[Dataset entries]
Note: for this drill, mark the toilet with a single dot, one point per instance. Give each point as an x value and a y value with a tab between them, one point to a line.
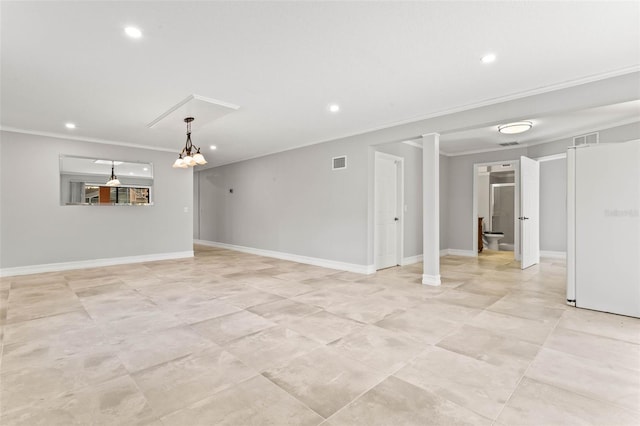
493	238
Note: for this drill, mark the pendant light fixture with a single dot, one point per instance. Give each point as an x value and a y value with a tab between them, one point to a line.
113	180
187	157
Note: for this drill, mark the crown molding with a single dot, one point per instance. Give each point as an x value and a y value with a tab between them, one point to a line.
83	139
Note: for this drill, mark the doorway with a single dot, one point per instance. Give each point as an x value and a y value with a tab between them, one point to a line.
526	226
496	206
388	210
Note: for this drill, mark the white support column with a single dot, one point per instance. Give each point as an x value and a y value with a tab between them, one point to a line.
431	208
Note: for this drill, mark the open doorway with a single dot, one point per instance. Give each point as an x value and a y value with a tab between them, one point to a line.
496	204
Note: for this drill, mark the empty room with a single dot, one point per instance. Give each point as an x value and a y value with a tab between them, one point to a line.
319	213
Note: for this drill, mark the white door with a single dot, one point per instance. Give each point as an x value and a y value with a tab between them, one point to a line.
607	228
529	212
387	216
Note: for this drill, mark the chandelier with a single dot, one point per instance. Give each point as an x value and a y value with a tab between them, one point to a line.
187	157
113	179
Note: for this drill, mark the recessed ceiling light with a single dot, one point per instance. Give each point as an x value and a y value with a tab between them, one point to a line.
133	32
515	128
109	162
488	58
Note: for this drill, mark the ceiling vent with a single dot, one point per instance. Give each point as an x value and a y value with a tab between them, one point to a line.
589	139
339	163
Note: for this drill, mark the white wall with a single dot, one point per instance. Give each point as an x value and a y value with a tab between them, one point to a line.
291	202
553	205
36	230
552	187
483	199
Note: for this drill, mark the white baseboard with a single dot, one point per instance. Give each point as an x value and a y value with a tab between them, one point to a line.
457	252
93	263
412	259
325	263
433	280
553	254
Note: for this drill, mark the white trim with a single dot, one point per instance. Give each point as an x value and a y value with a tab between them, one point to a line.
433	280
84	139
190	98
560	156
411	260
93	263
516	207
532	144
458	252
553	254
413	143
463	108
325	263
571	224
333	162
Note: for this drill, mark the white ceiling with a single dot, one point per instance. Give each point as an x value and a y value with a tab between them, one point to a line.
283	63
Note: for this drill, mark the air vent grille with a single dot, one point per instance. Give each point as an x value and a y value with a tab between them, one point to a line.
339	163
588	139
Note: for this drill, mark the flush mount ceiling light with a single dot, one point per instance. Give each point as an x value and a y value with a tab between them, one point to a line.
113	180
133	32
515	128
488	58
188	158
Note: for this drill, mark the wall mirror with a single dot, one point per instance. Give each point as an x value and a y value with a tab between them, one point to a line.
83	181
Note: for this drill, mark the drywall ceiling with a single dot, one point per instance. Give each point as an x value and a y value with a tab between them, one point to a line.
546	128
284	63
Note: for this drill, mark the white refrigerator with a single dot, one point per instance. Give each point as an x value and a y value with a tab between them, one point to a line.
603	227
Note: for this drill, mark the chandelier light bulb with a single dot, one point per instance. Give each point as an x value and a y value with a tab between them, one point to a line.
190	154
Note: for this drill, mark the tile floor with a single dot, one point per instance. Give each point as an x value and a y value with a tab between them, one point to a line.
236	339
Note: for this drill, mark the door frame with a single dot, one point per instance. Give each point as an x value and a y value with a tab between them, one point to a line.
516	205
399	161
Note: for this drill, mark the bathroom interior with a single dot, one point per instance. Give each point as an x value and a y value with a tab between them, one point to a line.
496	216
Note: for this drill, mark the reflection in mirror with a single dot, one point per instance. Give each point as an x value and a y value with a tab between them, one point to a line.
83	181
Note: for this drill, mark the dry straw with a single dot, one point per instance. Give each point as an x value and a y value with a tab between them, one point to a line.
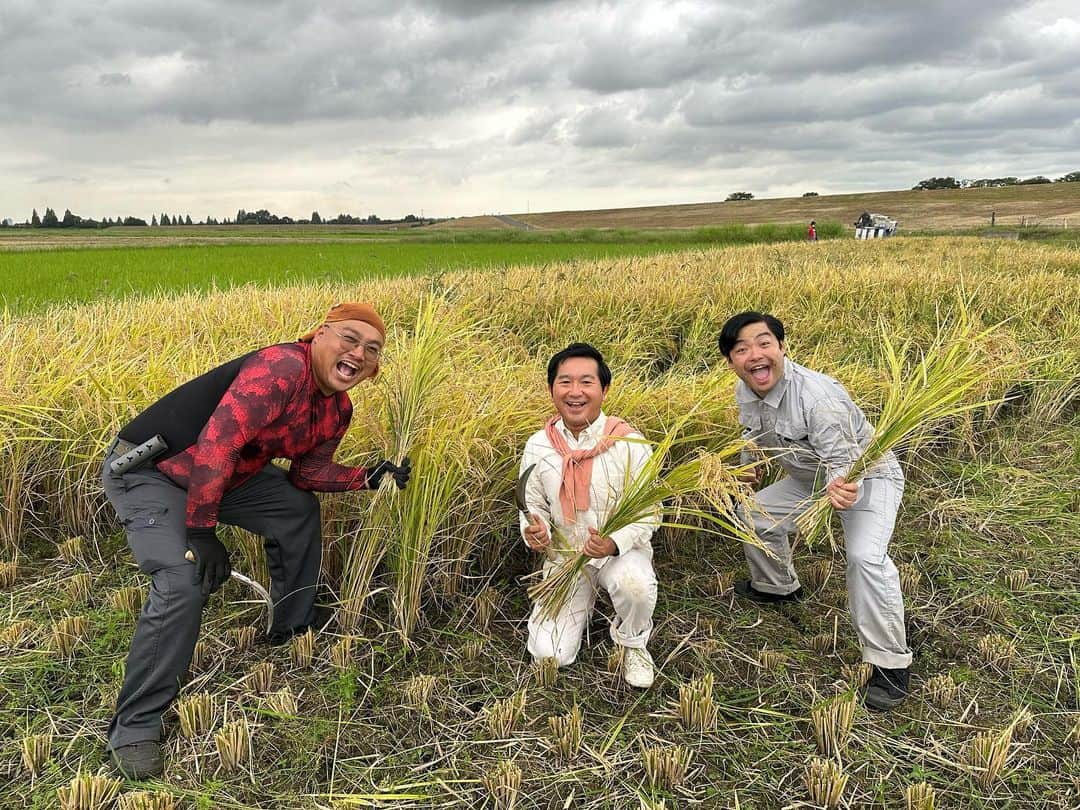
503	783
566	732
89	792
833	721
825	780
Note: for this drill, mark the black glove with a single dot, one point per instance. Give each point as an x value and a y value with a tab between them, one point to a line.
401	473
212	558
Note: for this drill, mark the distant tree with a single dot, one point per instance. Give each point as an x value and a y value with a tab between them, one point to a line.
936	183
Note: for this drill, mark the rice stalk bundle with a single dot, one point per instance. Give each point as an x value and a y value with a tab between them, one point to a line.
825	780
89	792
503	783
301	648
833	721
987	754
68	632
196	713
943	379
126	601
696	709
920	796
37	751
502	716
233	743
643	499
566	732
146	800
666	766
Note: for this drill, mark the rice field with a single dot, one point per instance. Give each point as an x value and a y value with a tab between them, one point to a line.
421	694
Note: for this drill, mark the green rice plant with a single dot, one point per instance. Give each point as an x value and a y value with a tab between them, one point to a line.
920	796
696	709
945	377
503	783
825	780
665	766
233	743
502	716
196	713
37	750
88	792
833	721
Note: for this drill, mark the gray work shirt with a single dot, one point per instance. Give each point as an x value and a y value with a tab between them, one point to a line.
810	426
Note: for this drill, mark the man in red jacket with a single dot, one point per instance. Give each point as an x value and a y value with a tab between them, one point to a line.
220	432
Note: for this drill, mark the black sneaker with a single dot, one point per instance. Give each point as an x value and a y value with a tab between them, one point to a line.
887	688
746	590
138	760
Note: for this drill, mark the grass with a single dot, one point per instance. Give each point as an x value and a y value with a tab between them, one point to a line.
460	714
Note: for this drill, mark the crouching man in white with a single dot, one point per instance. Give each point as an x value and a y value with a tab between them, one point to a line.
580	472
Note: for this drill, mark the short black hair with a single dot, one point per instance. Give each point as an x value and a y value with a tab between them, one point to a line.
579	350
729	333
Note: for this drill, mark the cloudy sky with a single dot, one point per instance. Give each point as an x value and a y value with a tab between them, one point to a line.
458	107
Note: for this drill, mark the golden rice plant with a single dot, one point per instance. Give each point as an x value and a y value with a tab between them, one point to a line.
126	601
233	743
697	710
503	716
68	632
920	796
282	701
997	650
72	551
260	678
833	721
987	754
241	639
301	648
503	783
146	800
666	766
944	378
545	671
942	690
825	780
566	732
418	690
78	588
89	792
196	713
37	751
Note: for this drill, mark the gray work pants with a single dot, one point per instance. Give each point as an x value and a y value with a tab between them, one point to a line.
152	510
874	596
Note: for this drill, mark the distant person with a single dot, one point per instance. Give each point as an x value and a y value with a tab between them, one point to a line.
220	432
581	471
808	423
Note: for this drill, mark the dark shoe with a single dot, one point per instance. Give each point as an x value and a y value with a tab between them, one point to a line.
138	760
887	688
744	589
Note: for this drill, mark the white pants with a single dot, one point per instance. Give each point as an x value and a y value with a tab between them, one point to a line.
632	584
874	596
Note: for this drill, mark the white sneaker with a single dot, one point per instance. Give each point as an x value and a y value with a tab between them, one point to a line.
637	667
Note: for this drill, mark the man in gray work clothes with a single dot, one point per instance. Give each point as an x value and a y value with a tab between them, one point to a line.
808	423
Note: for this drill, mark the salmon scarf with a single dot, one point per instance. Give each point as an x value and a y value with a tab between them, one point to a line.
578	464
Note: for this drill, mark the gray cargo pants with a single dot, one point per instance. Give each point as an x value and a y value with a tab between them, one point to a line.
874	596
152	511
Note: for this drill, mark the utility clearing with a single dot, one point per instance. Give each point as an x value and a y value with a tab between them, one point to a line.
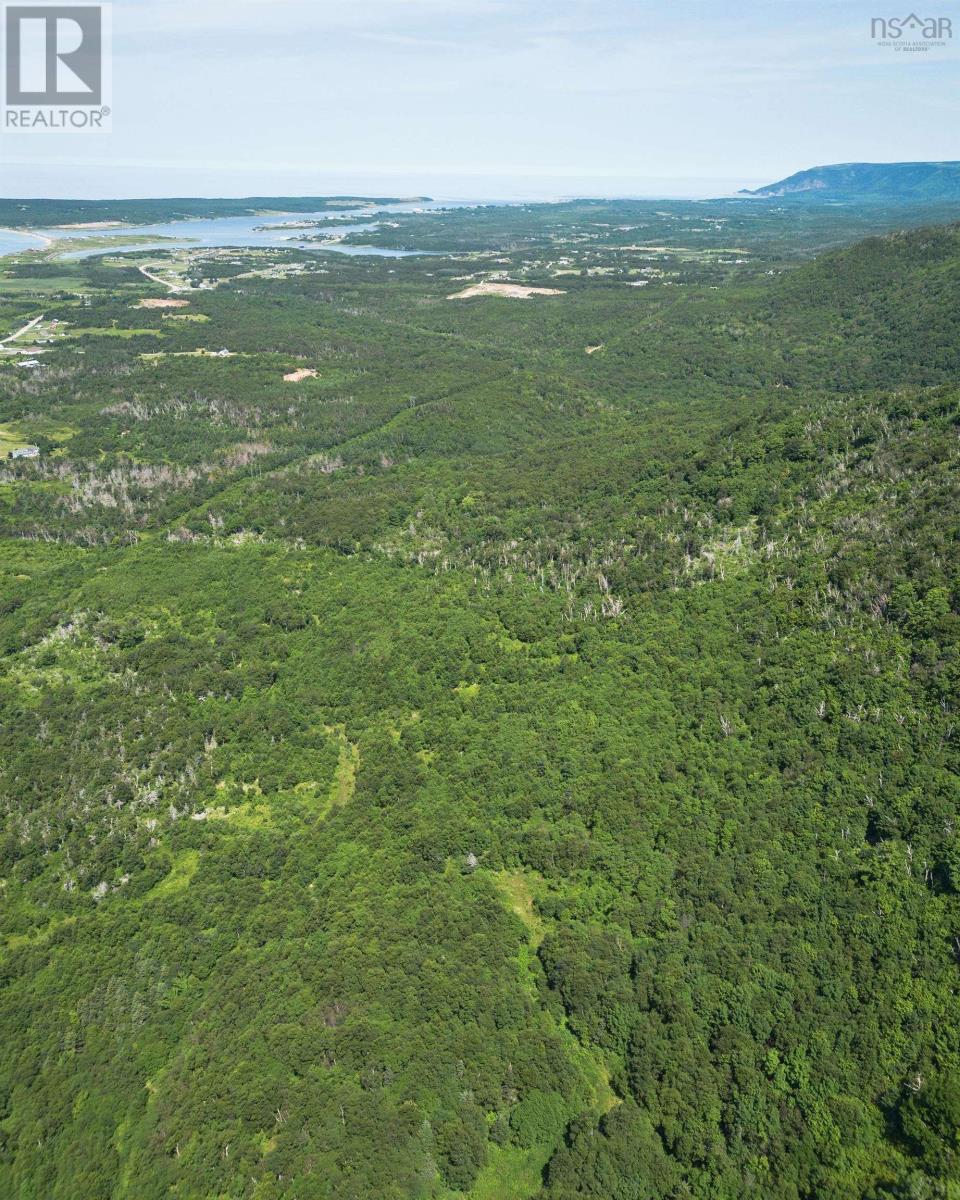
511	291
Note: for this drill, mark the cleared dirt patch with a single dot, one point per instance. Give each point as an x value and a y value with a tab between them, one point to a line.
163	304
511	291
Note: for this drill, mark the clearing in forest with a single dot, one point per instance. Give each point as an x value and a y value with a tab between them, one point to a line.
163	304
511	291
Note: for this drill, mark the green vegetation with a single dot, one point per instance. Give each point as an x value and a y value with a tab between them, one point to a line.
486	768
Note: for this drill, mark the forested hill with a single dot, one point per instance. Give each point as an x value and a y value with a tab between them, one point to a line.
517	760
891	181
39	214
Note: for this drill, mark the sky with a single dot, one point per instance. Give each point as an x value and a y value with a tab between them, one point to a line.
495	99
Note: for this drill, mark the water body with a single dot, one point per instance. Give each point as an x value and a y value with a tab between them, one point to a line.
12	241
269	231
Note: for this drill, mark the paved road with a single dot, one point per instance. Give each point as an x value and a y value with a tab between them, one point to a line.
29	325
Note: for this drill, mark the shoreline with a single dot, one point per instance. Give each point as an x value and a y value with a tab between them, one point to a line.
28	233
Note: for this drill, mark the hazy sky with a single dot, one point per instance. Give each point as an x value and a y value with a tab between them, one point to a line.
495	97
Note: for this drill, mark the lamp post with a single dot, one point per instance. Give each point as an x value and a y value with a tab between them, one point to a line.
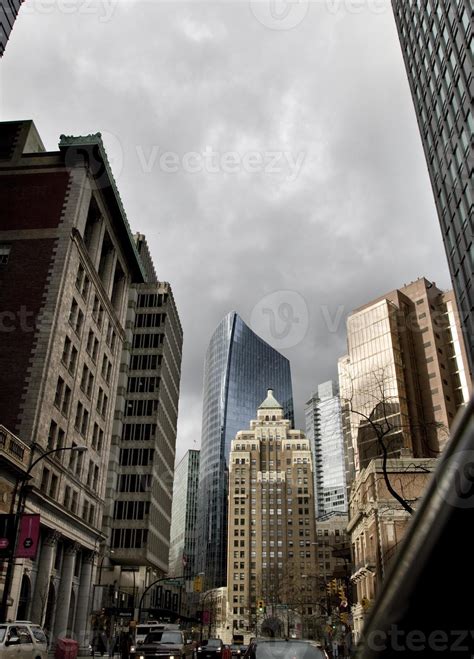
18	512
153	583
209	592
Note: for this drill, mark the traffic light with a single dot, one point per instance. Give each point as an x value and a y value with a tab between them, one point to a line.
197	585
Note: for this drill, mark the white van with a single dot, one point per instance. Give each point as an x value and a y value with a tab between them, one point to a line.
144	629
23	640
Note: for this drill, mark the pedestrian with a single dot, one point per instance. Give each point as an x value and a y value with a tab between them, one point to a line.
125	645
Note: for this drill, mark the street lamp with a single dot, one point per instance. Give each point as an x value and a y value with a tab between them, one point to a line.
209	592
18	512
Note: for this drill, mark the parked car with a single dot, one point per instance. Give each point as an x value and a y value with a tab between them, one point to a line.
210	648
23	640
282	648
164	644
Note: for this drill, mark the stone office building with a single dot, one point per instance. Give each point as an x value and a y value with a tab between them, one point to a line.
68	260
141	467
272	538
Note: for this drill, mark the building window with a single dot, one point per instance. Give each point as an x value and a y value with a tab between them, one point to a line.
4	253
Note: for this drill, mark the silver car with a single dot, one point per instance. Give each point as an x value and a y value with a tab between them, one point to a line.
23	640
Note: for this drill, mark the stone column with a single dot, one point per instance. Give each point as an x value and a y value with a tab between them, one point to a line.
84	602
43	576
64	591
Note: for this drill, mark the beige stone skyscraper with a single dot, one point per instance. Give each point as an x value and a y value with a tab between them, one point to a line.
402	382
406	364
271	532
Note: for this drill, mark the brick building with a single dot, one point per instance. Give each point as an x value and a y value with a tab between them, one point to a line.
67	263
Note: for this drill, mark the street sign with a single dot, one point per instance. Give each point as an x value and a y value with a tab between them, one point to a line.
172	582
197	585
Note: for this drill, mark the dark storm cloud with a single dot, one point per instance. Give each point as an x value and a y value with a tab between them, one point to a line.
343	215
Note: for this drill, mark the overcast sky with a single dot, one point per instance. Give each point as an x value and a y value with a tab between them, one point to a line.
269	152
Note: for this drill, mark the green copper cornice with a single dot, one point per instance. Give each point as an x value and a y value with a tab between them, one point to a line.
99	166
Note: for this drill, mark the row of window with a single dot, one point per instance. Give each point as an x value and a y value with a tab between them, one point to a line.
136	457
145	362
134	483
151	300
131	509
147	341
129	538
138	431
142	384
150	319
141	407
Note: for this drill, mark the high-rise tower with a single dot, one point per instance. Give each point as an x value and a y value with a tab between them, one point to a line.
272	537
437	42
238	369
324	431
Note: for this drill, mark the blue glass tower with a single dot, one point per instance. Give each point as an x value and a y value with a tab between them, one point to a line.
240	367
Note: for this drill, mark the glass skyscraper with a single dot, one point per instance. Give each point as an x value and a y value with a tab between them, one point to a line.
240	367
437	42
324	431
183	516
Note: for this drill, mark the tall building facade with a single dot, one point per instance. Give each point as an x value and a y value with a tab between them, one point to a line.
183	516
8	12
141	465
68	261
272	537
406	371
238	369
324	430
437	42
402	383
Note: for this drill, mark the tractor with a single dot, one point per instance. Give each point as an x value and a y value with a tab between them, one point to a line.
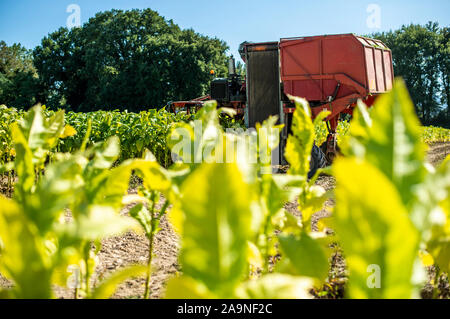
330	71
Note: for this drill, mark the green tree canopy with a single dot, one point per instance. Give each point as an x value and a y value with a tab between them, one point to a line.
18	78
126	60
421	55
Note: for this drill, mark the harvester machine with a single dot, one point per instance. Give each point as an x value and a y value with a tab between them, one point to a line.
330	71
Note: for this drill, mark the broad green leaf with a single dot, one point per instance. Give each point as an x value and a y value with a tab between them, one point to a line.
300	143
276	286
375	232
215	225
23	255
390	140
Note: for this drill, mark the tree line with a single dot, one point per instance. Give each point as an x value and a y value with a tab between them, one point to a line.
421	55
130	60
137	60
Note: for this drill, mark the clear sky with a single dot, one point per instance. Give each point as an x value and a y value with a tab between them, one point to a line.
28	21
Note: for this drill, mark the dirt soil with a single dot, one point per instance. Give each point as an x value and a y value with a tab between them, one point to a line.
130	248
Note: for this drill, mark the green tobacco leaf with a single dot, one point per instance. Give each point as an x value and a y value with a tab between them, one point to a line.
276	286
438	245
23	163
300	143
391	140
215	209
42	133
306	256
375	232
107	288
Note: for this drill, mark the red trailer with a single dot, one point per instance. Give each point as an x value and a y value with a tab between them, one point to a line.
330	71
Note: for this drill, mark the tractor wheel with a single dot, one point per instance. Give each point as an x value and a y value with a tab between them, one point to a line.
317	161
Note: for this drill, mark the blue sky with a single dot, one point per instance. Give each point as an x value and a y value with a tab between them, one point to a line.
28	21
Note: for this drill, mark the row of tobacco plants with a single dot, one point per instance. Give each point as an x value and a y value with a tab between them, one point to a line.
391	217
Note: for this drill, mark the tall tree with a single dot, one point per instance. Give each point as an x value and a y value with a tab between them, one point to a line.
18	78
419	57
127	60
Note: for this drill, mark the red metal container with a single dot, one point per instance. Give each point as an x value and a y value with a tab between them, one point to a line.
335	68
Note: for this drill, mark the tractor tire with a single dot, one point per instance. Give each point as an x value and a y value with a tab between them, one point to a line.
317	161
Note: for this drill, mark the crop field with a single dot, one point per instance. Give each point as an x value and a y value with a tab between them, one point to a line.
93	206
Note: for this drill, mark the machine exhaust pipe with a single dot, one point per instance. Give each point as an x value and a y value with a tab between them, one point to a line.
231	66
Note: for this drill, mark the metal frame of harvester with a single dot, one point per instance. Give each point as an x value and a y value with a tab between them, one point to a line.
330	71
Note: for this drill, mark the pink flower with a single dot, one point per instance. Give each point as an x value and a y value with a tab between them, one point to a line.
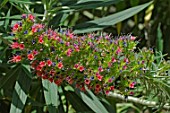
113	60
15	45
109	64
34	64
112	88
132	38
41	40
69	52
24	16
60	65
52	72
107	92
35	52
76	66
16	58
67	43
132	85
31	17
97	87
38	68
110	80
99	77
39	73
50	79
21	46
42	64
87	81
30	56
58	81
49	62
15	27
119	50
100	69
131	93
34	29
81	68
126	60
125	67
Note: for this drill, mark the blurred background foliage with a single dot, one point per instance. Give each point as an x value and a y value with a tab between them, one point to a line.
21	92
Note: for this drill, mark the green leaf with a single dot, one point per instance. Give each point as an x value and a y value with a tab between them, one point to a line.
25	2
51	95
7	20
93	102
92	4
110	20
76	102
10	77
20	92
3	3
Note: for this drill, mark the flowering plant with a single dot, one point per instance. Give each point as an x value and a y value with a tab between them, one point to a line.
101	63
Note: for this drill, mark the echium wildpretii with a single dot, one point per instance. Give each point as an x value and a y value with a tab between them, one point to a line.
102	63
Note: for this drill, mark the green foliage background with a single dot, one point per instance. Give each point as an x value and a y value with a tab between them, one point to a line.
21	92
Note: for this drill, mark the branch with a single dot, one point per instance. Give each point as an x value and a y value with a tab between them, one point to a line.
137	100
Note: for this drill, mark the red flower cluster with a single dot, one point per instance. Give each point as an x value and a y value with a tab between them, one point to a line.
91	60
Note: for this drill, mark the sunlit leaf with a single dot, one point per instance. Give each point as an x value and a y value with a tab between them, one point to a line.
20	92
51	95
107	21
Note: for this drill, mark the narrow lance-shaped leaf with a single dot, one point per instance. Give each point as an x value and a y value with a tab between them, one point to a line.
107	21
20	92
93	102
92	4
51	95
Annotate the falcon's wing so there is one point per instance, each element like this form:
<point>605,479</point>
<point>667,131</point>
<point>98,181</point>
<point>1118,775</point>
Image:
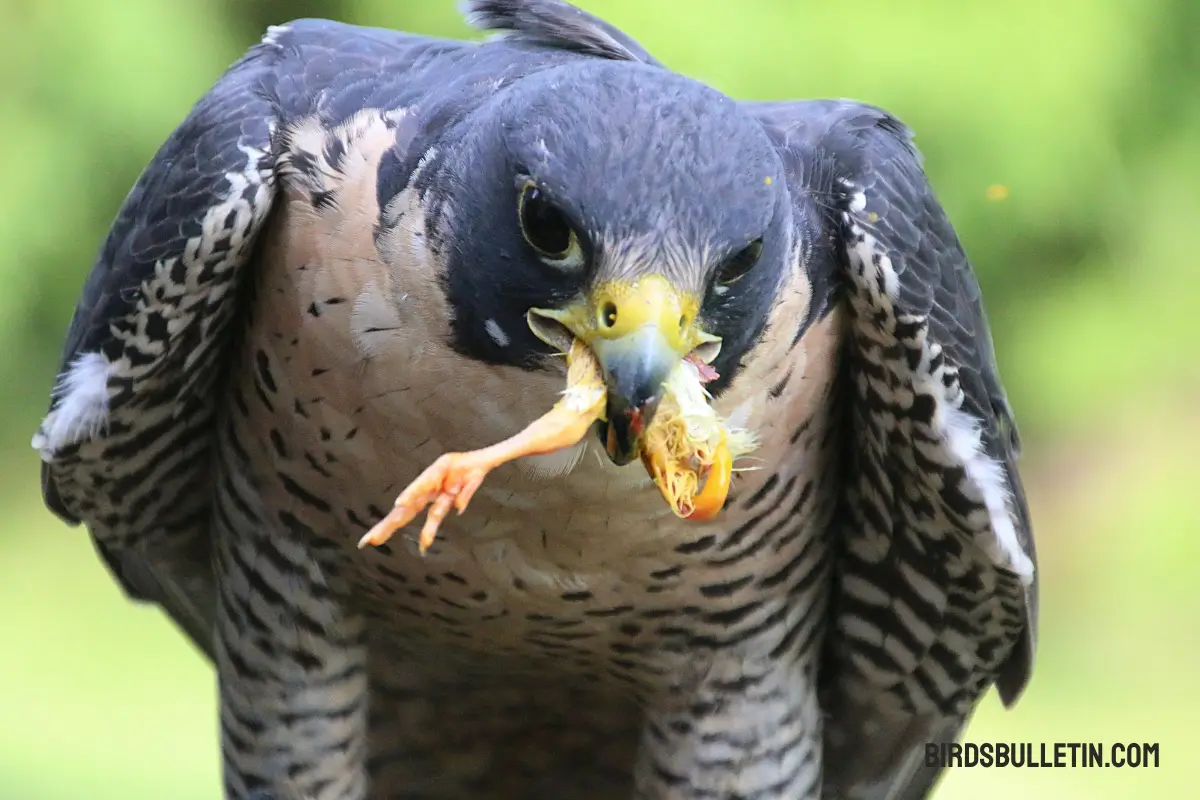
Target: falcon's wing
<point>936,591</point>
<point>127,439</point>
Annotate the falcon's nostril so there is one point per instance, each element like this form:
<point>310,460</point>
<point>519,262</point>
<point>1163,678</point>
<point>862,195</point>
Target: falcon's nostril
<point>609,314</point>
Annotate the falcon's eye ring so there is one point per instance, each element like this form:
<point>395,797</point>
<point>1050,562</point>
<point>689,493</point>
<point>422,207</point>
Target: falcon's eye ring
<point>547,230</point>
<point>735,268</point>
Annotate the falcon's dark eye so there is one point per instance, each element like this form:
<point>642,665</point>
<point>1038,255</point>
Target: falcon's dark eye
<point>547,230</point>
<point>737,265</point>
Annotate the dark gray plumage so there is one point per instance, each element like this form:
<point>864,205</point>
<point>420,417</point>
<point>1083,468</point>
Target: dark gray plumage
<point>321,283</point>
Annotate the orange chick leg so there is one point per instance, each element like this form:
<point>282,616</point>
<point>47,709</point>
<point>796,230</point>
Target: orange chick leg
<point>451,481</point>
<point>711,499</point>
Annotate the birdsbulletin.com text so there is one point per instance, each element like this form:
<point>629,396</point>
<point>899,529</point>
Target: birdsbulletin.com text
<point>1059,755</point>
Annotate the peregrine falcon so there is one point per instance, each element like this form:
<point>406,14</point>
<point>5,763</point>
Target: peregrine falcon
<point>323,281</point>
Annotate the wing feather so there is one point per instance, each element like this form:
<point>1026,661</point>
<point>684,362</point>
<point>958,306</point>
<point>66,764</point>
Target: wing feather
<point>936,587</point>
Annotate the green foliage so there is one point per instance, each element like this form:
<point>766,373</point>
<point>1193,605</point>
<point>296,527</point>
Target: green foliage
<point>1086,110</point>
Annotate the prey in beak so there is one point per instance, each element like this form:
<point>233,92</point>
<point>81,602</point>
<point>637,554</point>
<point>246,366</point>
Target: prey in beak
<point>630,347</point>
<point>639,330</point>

* Work instructions:
Only the lines from the one with "<point>296,527</point>" through the final line above should be repeated, each exactly as written.

* Response below:
<point>296,527</point>
Target: green foliage
<point>1086,110</point>
Annotate the prey in beak so there is one point per instance, each element like this form:
<point>233,92</point>
<point>81,602</point>
<point>637,554</point>
<point>246,366</point>
Target: prey in beak
<point>630,347</point>
<point>639,330</point>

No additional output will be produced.